(Point annotation records)
┏━━
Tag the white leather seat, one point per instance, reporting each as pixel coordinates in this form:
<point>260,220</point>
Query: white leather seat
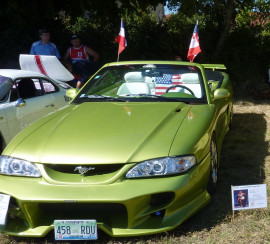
<point>133,88</point>
<point>134,77</point>
<point>192,81</point>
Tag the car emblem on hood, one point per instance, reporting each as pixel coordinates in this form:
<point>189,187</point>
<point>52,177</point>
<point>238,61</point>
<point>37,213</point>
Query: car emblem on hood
<point>83,170</point>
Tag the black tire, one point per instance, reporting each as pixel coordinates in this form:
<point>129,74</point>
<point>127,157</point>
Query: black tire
<point>213,177</point>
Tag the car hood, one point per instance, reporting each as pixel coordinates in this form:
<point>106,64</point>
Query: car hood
<point>99,132</point>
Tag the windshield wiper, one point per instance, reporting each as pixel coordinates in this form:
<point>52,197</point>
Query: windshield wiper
<point>163,98</point>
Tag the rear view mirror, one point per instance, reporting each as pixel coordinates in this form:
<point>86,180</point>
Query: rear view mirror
<point>5,86</point>
<point>221,93</point>
<point>71,93</point>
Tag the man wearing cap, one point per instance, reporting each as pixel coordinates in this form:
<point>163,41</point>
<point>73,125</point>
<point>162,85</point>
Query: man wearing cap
<point>84,60</point>
<point>44,46</point>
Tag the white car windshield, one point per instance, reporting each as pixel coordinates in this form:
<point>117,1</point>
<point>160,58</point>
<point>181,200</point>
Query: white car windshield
<point>145,82</point>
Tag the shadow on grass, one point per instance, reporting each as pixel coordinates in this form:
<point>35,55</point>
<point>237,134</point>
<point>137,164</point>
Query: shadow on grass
<point>241,163</point>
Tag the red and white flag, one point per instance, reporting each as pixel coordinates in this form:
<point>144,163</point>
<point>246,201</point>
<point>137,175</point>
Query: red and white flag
<point>121,38</point>
<point>194,47</point>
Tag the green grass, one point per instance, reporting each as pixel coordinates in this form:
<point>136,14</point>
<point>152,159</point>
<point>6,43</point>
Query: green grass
<point>245,160</point>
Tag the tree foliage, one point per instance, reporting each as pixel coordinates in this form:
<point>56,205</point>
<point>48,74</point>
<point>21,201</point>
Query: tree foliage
<point>234,32</point>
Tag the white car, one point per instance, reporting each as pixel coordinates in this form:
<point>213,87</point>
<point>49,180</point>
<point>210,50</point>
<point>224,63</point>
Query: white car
<point>26,96</point>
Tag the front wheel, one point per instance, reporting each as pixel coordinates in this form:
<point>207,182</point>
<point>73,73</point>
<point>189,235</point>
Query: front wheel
<point>213,177</point>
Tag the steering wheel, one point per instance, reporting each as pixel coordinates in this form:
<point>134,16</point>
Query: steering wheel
<point>184,87</point>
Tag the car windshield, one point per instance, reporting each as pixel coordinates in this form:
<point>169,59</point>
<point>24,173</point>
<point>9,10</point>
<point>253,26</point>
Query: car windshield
<point>5,86</point>
<point>145,82</point>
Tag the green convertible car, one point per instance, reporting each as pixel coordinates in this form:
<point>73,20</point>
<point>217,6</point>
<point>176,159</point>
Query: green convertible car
<point>136,152</point>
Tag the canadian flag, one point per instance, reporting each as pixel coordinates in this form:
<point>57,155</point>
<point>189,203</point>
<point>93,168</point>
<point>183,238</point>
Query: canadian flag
<point>194,47</point>
<point>121,38</point>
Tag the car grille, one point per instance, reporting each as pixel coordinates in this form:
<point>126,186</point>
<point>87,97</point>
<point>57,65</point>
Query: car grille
<point>99,169</point>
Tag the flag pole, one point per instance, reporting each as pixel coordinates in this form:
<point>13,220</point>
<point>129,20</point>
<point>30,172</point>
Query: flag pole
<point>118,53</point>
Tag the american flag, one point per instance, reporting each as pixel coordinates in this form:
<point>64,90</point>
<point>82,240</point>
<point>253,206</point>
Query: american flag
<point>163,83</point>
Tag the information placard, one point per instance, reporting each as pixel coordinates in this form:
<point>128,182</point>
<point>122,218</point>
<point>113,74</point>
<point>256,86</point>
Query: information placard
<point>249,197</point>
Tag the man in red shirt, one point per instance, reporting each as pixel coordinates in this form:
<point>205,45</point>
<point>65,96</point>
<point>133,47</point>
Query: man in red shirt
<point>84,60</point>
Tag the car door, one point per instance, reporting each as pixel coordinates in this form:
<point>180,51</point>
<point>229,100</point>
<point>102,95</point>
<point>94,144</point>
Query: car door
<point>29,103</point>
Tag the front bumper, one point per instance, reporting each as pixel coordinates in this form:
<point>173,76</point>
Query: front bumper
<point>126,208</point>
┗━━
# Directions for this task
Rewrite the data above from the line that contains "Tag the car emblem" through the line that contains "<point>83,170</point>", replacing "emblem" with "badge" and keeping everything else the same.

# Solution to this problem
Tag the car badge on hood, one point per instance, reporting each as pixel coordinates in this form:
<point>189,187</point>
<point>52,177</point>
<point>238,61</point>
<point>37,213</point>
Query: car badge on hood
<point>83,170</point>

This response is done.